▸ **SHORT PROBLEM**:
How many lines in the records below contain the word "wooden", with letter case taken into account? Reply with the number alone.

Named-object pointing entries:
— START —
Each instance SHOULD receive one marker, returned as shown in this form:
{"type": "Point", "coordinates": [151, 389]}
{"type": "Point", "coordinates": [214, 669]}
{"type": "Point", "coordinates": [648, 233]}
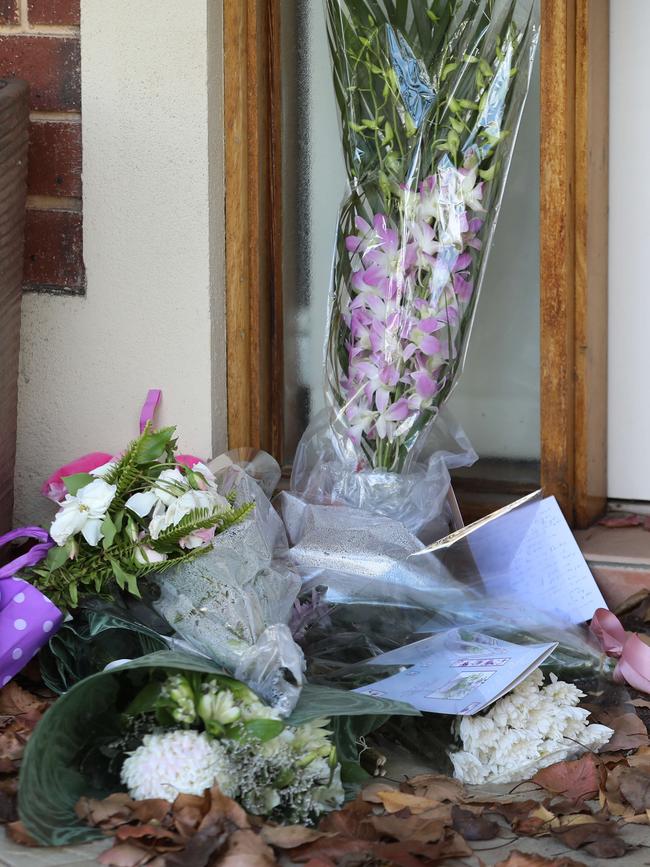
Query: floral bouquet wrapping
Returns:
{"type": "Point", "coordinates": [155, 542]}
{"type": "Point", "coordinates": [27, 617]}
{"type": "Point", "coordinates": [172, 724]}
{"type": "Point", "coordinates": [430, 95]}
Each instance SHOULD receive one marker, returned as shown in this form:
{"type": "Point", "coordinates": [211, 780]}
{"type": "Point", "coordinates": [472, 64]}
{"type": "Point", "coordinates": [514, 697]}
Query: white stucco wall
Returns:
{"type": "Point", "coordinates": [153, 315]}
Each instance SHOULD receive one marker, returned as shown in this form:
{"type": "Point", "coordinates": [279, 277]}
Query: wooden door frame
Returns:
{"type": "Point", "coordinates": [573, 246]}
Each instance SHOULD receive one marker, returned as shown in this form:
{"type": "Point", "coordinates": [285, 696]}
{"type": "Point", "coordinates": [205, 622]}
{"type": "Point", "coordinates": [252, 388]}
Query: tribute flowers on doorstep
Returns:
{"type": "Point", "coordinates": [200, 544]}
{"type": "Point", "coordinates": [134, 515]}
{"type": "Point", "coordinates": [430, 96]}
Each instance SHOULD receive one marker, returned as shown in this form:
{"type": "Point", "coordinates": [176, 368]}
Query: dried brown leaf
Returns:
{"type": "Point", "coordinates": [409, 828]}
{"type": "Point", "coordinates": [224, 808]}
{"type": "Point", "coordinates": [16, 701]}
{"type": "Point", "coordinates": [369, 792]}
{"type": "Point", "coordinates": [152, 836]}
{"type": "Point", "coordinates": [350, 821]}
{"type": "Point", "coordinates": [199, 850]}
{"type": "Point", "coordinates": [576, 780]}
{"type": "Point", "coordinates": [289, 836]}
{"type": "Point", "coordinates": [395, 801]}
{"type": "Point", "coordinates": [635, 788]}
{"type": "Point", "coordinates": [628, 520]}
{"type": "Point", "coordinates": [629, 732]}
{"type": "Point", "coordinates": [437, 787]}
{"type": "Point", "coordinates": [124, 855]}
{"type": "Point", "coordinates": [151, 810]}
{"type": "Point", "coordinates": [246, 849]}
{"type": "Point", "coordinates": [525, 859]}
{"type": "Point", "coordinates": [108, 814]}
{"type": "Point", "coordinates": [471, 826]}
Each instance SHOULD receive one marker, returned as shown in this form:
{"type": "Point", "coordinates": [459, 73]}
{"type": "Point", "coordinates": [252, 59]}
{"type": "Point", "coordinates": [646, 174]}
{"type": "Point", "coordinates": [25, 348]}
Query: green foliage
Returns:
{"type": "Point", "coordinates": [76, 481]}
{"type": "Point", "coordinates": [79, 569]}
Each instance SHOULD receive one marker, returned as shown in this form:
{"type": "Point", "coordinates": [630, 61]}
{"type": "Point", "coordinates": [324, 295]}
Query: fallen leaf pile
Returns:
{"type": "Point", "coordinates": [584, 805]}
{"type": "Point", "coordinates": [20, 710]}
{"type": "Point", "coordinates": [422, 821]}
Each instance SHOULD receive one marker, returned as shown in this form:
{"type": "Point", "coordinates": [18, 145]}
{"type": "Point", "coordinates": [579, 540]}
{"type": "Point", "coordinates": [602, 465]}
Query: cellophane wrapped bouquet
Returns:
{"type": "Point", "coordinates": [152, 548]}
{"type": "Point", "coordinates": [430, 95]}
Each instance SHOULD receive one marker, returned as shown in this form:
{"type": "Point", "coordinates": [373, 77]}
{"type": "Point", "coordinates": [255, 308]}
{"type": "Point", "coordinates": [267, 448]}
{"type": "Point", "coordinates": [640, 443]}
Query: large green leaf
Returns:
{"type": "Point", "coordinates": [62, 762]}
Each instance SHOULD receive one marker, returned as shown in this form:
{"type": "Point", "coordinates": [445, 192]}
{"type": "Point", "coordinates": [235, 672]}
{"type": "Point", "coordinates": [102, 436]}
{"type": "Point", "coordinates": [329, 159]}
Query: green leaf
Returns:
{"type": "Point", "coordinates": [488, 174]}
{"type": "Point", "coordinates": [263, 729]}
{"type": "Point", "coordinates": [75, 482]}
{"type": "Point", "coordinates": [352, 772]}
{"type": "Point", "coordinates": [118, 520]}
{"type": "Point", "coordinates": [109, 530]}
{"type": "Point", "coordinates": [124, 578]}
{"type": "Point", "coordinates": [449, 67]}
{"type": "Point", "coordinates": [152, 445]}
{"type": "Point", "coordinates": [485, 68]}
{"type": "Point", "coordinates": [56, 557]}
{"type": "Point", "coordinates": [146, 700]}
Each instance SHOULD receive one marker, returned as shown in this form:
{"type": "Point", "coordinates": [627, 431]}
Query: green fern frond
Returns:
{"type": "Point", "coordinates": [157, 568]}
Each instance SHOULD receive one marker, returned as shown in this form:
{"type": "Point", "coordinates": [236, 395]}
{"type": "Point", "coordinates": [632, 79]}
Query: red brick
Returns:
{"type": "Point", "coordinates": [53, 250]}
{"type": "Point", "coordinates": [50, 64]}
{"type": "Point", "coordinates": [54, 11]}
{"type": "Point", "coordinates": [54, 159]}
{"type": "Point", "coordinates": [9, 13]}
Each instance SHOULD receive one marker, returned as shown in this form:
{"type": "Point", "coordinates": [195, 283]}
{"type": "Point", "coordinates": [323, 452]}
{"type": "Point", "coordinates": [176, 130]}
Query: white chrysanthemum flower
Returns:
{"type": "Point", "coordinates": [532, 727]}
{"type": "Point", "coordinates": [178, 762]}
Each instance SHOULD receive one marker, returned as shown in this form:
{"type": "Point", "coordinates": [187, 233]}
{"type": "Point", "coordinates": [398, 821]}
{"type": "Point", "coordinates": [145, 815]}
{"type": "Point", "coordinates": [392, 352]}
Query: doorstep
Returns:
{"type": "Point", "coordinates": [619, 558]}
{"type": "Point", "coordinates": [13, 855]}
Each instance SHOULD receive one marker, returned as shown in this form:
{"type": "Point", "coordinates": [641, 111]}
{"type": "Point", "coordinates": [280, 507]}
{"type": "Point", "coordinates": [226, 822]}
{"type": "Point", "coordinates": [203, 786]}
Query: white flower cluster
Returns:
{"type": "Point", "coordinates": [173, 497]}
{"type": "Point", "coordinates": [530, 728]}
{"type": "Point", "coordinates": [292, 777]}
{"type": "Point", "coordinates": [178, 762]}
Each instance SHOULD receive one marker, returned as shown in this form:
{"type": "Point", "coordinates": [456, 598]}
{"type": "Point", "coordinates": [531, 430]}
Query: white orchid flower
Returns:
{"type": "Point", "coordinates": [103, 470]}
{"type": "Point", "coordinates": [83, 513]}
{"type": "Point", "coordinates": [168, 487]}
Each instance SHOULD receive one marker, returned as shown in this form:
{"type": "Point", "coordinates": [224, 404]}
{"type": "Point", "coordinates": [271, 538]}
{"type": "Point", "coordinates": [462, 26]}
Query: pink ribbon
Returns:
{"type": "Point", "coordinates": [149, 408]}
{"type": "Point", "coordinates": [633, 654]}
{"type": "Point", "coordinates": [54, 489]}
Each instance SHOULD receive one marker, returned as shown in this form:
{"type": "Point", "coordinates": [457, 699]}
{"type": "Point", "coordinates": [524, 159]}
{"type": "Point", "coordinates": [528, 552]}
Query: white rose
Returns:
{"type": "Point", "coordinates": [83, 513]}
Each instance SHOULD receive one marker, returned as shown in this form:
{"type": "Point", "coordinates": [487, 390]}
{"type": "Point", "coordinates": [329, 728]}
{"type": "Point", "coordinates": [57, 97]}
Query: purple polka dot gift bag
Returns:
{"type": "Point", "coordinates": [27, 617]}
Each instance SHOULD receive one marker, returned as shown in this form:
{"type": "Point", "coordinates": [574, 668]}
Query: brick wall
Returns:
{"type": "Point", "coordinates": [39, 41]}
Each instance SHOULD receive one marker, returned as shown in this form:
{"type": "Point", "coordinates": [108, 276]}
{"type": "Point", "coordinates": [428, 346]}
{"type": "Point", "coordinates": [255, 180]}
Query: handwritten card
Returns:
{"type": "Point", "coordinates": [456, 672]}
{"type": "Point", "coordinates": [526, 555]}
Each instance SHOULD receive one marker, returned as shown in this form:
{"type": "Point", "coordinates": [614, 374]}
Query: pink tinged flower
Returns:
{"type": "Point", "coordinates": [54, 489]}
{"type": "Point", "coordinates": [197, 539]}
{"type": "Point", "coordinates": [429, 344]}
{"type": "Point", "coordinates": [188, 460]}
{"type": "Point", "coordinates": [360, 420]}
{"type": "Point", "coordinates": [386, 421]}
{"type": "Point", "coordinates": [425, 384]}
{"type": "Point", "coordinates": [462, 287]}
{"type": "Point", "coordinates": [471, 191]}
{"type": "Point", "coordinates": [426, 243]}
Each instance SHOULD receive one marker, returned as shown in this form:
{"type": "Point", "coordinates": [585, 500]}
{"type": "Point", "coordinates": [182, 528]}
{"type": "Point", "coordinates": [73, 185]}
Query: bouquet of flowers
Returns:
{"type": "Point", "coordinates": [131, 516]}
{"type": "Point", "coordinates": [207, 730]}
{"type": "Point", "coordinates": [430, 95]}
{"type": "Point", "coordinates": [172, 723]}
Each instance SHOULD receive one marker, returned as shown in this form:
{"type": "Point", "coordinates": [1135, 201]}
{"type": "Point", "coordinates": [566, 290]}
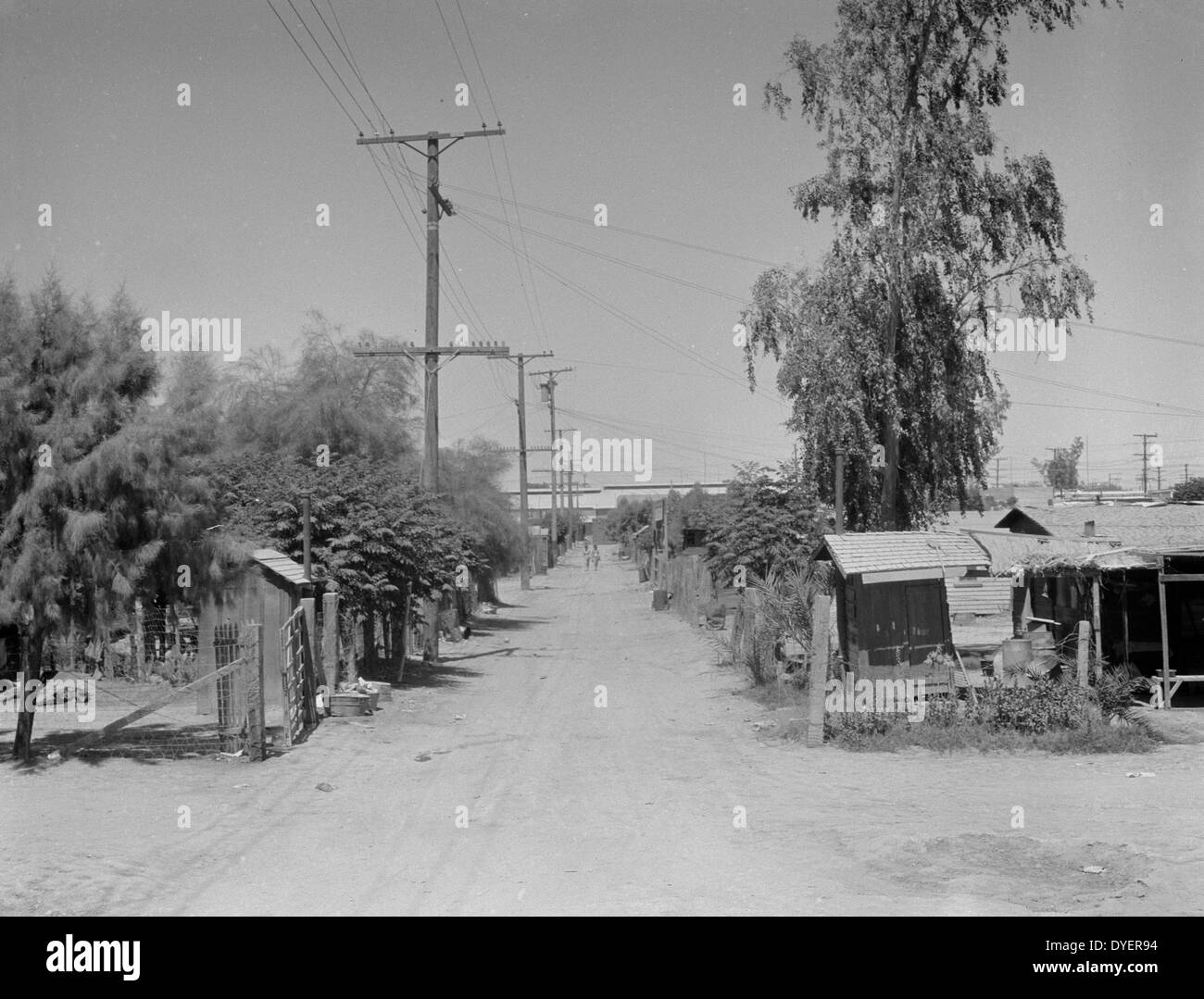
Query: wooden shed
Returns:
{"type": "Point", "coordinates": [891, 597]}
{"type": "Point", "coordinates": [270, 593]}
— END —
▸ **OUTPUT FOR THIS TASK**:
2